## TASK TO COMPLETE
Although the data below holds other lines too, output only those from the line with "box: [292, 90, 326, 111]" up to and including the line with "335L624 333L617 341L611", exactly as they appear.

## DATASET EXTRACT
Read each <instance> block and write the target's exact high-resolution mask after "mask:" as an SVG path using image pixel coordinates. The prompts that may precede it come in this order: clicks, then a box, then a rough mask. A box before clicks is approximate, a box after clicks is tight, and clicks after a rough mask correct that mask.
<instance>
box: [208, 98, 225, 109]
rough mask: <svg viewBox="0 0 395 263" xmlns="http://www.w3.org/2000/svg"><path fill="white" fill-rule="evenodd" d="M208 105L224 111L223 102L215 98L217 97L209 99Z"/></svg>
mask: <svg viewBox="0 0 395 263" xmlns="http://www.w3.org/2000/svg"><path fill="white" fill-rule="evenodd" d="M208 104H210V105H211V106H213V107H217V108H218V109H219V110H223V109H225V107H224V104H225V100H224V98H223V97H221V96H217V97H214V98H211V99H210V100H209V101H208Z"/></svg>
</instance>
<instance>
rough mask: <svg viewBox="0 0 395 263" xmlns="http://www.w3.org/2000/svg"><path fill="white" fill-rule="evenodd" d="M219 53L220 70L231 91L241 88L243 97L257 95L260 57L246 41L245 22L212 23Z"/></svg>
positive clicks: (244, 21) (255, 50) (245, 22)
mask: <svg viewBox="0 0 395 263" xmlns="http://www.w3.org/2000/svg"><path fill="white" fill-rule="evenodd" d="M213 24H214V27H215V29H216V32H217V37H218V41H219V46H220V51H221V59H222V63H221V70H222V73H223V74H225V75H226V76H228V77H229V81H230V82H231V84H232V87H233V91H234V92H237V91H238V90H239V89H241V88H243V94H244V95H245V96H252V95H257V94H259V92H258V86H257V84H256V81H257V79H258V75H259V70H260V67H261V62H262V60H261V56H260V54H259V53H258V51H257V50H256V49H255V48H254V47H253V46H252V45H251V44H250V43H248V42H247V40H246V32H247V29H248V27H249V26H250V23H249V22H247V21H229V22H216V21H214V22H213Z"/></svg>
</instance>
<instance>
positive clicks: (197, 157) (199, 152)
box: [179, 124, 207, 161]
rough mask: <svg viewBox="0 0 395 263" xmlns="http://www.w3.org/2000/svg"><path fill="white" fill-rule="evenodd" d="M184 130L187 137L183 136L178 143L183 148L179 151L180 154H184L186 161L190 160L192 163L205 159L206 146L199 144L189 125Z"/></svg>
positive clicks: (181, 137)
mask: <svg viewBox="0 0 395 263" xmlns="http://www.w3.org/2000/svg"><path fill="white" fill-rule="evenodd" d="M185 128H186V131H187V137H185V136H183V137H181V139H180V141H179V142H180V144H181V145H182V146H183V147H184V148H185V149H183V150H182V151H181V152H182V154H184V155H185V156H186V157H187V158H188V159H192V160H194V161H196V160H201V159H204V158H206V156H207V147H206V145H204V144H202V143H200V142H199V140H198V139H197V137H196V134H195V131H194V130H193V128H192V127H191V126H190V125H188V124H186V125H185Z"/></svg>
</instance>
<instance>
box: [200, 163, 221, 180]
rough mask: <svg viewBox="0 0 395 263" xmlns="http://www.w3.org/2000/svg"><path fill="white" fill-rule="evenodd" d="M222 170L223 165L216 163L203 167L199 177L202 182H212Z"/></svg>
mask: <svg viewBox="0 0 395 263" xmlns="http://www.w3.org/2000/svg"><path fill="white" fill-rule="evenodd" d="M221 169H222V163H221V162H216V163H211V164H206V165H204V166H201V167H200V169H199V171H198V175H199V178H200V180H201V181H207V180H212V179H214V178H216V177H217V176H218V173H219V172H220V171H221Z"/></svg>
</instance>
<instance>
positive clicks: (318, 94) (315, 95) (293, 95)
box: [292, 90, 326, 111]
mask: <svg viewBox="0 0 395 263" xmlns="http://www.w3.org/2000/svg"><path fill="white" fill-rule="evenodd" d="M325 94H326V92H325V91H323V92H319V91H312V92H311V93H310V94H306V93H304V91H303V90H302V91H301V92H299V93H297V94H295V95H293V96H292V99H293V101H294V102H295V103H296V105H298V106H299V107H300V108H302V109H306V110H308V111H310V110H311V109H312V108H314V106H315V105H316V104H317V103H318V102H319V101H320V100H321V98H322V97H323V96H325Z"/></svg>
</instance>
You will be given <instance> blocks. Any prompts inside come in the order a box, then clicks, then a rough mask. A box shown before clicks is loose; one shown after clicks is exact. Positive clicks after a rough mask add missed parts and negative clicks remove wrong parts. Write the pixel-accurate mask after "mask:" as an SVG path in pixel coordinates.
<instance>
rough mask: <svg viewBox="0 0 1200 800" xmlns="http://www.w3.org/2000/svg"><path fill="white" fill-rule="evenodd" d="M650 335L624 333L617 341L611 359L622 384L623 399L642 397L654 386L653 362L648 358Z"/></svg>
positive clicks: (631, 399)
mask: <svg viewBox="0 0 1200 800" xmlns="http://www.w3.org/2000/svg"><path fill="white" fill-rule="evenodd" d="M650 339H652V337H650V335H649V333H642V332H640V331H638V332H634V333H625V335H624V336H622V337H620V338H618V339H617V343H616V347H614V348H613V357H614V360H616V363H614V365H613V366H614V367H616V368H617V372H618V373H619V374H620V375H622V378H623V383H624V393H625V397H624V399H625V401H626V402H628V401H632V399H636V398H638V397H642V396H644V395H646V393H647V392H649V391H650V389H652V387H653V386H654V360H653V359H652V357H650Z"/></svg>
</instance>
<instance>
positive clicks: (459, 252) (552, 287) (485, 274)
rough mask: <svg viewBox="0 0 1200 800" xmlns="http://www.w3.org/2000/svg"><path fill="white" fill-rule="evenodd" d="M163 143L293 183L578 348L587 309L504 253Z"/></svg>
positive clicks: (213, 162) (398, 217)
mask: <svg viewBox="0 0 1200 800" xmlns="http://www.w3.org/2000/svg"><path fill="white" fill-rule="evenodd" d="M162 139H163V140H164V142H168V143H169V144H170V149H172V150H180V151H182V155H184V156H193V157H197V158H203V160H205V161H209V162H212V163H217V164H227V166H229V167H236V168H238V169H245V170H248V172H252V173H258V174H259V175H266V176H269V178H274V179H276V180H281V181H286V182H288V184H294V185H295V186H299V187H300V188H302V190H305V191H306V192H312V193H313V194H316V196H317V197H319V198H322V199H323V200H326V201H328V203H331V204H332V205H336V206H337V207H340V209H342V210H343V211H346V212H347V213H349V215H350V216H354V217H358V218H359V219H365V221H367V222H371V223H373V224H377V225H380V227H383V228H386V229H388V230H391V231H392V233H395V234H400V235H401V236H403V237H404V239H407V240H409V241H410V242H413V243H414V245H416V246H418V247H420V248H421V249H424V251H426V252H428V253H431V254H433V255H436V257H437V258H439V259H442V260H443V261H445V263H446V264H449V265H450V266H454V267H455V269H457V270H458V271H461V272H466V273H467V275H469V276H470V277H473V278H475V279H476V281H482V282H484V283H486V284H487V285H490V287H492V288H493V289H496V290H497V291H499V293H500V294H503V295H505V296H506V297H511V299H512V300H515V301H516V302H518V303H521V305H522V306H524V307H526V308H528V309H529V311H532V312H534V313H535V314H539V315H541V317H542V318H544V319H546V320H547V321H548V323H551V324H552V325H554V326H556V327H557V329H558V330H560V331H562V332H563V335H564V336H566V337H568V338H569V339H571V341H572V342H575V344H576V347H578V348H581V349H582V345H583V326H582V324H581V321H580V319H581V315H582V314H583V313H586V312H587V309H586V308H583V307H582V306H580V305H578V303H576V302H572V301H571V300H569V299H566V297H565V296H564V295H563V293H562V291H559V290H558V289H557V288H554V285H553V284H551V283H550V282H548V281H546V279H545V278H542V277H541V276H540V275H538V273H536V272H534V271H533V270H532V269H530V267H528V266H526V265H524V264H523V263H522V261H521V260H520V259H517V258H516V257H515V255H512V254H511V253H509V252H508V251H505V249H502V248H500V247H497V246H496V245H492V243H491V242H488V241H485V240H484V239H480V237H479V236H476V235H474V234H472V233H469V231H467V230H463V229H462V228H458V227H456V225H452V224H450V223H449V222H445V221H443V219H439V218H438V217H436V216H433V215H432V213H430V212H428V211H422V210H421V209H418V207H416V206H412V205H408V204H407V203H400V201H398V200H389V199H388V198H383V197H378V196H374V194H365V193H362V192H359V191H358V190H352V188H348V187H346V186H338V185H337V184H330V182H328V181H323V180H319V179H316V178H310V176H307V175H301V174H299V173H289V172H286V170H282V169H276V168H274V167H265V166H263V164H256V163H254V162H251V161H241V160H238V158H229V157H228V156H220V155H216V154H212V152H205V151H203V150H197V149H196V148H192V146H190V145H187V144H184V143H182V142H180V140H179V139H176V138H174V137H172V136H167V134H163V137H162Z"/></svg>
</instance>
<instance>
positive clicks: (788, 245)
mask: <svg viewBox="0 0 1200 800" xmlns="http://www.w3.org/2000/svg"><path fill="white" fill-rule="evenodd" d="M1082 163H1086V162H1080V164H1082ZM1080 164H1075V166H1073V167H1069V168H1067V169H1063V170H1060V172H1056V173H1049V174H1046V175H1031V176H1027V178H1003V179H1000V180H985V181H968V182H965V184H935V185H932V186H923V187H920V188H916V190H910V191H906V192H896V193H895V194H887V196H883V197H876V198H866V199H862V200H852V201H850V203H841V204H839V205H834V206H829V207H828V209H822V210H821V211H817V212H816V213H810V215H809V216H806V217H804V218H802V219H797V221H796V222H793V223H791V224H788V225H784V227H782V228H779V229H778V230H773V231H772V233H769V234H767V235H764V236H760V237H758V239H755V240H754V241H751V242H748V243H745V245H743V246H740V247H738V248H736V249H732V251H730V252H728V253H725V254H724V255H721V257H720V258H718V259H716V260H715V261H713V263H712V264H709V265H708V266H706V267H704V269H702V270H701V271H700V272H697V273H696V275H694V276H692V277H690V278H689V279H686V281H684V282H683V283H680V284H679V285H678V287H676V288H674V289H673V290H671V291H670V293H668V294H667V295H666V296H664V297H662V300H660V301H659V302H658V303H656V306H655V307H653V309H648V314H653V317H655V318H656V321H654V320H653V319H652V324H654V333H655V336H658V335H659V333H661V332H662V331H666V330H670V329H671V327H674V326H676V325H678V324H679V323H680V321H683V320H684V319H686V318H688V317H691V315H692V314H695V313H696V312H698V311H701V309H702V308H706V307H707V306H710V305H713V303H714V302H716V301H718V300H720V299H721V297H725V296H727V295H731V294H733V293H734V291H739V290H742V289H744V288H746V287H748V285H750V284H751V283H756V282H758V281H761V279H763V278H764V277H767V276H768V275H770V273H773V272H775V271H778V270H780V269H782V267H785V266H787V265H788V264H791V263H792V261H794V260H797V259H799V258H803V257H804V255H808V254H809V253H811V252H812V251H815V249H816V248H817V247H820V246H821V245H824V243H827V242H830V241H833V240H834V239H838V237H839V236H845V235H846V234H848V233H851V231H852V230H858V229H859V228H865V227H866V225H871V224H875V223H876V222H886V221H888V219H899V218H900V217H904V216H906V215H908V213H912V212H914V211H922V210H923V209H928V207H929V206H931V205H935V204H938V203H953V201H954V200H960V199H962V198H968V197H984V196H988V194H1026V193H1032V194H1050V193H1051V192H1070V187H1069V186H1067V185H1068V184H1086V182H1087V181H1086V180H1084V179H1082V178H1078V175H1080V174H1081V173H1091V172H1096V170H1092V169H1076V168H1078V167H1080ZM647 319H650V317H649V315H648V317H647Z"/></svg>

## RESPONSE
box: [292, 90, 326, 111]
mask: <svg viewBox="0 0 395 263" xmlns="http://www.w3.org/2000/svg"><path fill="white" fill-rule="evenodd" d="M325 94H326V92H325V91H323V92H319V91H312V92H311V93H310V94H306V93H304V91H303V90H302V91H301V92H299V93H297V94H295V95H293V96H292V99H293V101H294V102H295V103H296V105H298V106H299V107H300V108H302V109H306V110H308V111H310V110H311V109H312V108H314V106H315V105H316V104H317V103H318V102H319V101H320V100H321V98H322V97H323V96H325Z"/></svg>
</instance>
You will be given <instance> blocks. Any prompts inside come in the order a box, then clicks, then a rough mask. A box shown before clicks is loose; one shown after clicks is exact. Positive clicks after a rough mask add missed parts and negative clicks remove wrong parts. Write the pixel-accurate mask after "mask:" as an SVG path in pixel coordinates.
<instance>
rough mask: <svg viewBox="0 0 1200 800" xmlns="http://www.w3.org/2000/svg"><path fill="white" fill-rule="evenodd" d="M650 335L624 333L617 341L611 359L622 384L623 399L642 397L654 386L653 362L648 358Z"/></svg>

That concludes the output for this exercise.